_ПОСТАНОВКА ЗАДАЧИ A_. Переведите на английский язык предложение «В России классические агломерационные эффекты как минимум смазаны.» из статьи о стратегии пространственного развития.
_ПОСТАНОВКА ЗАДАЧИ B_. Выведите без изменений участок записей от строки, содержащей «the white parchment», до конца записей, включая обе границы.

_ТЕКСТ ДЛЯ ЧТЕНИЯ_.
——————————
Мнение12 октября 2018

Пространство: бремя или ресурс?

Валерий Крюков
Валерий Крюков, директор Института экономики и организации промышленного производства СО РАН, член-корреспондент РАН
Проект Стратегии пространственного развития неадекватен вызовам, стоящим перед нашей страной, главные из которых — сохранение территориальной и хозяйственной целостности, гармоничное развитие регионов и преодоление ужасающей дифференциации в качестве жизни в разных частях страны

Широкое обсуждение подготовленного Минэкономразвития проекта Стратегии пространственного развития России (СПР) ставит в повестку дня фундаментальные вопросы. Что для нашей страны пространство? Это бремя или преимущество, проклятье или ресурс нашего развития? И как с этим пространством работать?

В нынешней версии проекта стратегии основная ставка делается на агломерации. Постулируется, что именно агломерации будут главными локомотивами территориального развития. Про все остальное пространство мы, по большому счету, забываем.

Агломерации подняли на щит сторонники так называемой новой экономической географии во главе со своими идейными лидерами — Полом Кругманом и Энтони Венейблсом. Это комбинация современной международной экономики, мировой экономики, микроэкономики и классической экономгеографии. Суть ее сводится к тому, что 90% ВВП мира производится на 10% территории, представляющих собой агломерации, которые обеспечивают эффективный обмен не только товаров, людей и капитала, но также знаний и технологий.

Недостаток новой экономической географии — взгляд с точки зрения императива экономической эффективности сегодняшнего дня. Но это слишком близорукий подход. Природная среда создает условия для жизни человека в месте, к которому он привык, где он реализует свои внутренние возможности и потребности.

В России классические агломерационные эффекты как минимум смазаны. Дело в том, что страны, на опыте которых развивалась теория агломераций, и Россия находятся на очень разных стадиях развития.

У нас просто нет агломераций в классическом смысле слова. Концентрация населения есть, концентрация производства ВРП тоже наличествует. Но этого недостаточно для реализации позитивных свойств этих расселенческих «сгустков», так как эффекты конкуренции доминируют над эффектами кооперации. Положительных внешних эффектов со стороны городских агломераций, которые могли бы стимулировать рост соседей, зачастую не возникает. Города стягивают экономическую активность соседних территорий, в результате вокруг возникают «экономические пустыни».

Вывод авторов проекта СПР о высокой производительности крупных городов, встречающийся в отдельных отдельных зарубежных источниках, не получает убедительного подтверждения на российских эмпирических данных. Наши исследования городских систем 29 стран ОЭСР обнаруживают статистически значимую связь между производительностью труда и размером города только для США и Германии, тогда как в остальных 27 странах эта связь не прослеживается, а в отдельных случаях она даже отрицательная. Что касается Российской Федерации, то наша оценка производительности труда в тысяче городов (по состоянию на 2013 год) не выявила зависимости от размера города. Таким образом, подтвержденное многообразие моделей городских систем — это аргумент против такой региональной политики, в которой города занимают привилегированное положение.
——————————
_Записи набора данных_.

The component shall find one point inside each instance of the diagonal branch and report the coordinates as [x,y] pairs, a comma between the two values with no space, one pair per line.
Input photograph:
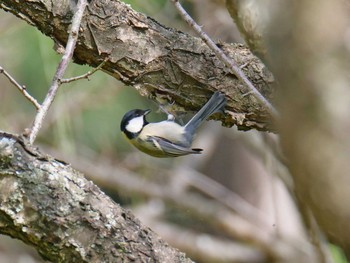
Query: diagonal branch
[228,62]
[62,66]
[21,88]
[162,63]
[49,205]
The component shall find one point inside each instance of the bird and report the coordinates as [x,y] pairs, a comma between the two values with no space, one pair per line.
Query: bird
[168,138]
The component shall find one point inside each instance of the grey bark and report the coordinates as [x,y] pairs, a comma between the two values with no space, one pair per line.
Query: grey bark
[46,203]
[162,63]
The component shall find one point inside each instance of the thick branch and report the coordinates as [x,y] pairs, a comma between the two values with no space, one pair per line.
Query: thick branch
[46,203]
[160,62]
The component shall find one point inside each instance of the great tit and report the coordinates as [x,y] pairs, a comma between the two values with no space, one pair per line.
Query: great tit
[167,138]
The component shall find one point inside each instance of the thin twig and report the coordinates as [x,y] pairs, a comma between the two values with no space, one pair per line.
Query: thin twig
[228,62]
[86,75]
[72,39]
[22,89]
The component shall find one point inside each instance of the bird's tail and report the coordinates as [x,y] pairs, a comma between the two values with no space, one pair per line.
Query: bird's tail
[216,103]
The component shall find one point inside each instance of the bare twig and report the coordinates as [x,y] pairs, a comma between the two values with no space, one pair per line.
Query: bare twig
[72,39]
[228,62]
[86,75]
[22,89]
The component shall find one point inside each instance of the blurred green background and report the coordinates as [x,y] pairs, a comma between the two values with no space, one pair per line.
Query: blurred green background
[83,126]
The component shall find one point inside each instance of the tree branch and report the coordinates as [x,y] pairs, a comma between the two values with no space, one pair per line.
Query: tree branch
[228,62]
[160,62]
[46,203]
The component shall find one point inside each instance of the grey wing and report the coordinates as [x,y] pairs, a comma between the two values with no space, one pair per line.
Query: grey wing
[172,149]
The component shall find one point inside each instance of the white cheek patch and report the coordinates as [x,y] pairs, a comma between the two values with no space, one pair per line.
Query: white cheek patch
[135,125]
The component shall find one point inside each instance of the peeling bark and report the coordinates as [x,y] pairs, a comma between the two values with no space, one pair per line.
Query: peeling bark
[160,62]
[49,205]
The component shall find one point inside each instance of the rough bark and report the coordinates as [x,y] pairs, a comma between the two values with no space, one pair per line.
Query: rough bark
[49,205]
[248,17]
[162,63]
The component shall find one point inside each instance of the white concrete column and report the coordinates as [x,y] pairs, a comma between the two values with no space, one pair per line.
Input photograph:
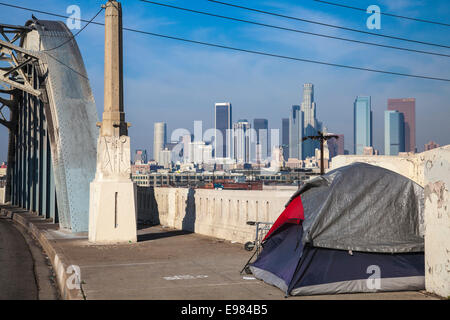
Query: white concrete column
[112,207]
[437,220]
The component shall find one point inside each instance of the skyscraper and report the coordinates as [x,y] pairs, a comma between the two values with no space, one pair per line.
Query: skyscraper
[394,133]
[285,137]
[140,157]
[362,123]
[407,106]
[431,145]
[310,125]
[336,146]
[159,139]
[296,121]
[261,127]
[222,124]
[241,143]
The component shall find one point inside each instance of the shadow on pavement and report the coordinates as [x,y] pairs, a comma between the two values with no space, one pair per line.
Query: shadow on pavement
[159,235]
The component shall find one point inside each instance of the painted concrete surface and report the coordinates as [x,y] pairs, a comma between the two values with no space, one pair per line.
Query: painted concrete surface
[71,117]
[17,279]
[217,213]
[437,221]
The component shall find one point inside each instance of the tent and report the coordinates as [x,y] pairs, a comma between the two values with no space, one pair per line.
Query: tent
[358,228]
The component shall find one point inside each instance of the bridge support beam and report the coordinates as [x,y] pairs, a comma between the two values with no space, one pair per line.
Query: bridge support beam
[112,209]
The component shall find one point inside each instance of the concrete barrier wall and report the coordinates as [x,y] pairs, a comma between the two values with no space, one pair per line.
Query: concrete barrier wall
[218,213]
[437,220]
[410,166]
[2,195]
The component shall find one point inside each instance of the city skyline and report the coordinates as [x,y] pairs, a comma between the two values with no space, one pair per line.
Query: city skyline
[182,90]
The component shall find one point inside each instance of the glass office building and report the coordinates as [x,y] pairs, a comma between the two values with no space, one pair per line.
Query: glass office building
[362,125]
[394,133]
[296,133]
[222,124]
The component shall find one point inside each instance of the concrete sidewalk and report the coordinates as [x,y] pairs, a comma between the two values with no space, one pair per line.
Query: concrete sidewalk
[164,264]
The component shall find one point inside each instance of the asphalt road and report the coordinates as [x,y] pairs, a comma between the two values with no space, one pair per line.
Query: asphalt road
[17,277]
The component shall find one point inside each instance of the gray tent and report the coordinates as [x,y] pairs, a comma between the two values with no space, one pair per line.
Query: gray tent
[339,227]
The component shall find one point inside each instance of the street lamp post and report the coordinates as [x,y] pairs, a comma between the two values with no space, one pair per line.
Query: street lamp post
[321,137]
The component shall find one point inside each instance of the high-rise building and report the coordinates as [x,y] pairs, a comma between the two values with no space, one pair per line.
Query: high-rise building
[186,140]
[159,139]
[296,133]
[285,137]
[241,143]
[200,152]
[431,145]
[310,125]
[407,106]
[394,133]
[140,157]
[336,146]
[165,158]
[261,127]
[222,124]
[362,123]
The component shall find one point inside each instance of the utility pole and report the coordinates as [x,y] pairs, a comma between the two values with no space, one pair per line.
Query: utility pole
[321,137]
[112,208]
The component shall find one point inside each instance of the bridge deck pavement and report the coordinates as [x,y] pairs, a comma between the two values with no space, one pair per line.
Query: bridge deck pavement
[173,264]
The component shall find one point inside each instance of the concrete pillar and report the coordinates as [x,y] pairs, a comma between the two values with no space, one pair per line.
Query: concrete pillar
[437,220]
[112,206]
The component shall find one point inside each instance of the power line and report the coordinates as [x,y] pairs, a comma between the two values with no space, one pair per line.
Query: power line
[384,13]
[295,30]
[73,36]
[329,25]
[286,57]
[267,53]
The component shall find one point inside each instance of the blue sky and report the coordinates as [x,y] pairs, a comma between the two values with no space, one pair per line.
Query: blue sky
[178,83]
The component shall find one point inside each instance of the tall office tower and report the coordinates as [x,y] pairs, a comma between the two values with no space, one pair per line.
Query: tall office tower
[140,157]
[296,121]
[340,145]
[407,106]
[186,140]
[311,125]
[394,133]
[285,137]
[261,127]
[336,146]
[165,158]
[362,123]
[431,145]
[222,124]
[241,143]
[159,139]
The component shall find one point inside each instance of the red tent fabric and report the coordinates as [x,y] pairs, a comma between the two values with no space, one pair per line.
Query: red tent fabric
[293,213]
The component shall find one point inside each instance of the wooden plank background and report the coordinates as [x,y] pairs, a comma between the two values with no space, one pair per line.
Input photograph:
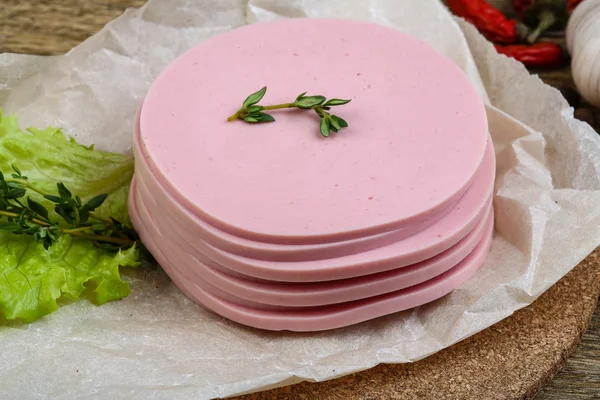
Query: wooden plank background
[55,26]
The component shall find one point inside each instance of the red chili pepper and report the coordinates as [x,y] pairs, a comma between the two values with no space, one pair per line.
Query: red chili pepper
[539,55]
[487,19]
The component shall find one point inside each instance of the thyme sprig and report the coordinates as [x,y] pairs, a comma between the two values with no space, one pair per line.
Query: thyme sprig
[252,112]
[25,216]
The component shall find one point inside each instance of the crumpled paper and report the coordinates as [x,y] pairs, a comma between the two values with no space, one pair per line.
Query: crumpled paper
[158,344]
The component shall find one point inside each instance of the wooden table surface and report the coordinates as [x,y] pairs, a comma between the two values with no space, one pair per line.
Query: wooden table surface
[54,26]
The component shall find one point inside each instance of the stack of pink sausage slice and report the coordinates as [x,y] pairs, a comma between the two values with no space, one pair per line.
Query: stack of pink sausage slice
[273,225]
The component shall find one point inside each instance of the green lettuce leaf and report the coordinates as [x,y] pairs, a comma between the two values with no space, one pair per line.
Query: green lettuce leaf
[32,279]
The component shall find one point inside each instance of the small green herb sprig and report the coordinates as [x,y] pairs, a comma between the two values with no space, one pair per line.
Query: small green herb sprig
[26,216]
[252,112]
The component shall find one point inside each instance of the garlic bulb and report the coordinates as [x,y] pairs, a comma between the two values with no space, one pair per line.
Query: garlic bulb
[583,42]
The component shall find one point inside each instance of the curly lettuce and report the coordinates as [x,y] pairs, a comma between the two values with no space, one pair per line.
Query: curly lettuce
[32,278]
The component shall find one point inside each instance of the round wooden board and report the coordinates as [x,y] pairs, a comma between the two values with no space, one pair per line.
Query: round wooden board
[511,360]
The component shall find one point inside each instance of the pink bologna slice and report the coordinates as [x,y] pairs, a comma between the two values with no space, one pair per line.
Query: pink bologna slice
[417,132]
[444,234]
[198,229]
[319,318]
[308,294]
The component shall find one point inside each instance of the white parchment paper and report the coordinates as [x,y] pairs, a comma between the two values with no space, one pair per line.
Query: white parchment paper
[158,344]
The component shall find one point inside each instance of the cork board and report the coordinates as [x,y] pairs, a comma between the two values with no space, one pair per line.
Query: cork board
[511,360]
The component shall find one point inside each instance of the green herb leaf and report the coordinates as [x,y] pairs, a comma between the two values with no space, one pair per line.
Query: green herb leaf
[336,102]
[262,117]
[54,199]
[9,227]
[301,95]
[309,102]
[15,193]
[63,191]
[334,123]
[37,208]
[96,201]
[254,98]
[253,109]
[324,127]
[33,278]
[341,121]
——————————
_ОТВЕТ НА ЗАДАНИЕ A_. In Russia, classic agglomeration effects are blurred, to say the least.

_ОТВЕТ НА ЗАДАНИЕ B_.
The component shall find one point inside each instance of the white parchment paper and report the coordinates as [x,y] pairs, a comma between the two values with no space, one pair per line.
Query: white parchment paper
[158,344]
The component shall find one point inside each instance of the cork board and report the coordinates as [x,y] pairs, a comma between the two values with no space, one pair per line.
Query: cork board
[511,360]
The component shall find one point inside each instance of the green herb leaf and report the coordinates as [x,y] pairs, a comma between the two values with no space, one pair per line.
Query: green herb leaf
[336,102]
[262,117]
[54,199]
[9,227]
[301,95]
[309,102]
[15,193]
[63,191]
[334,123]
[37,208]
[96,201]
[254,98]
[253,109]
[324,127]
[33,278]
[341,121]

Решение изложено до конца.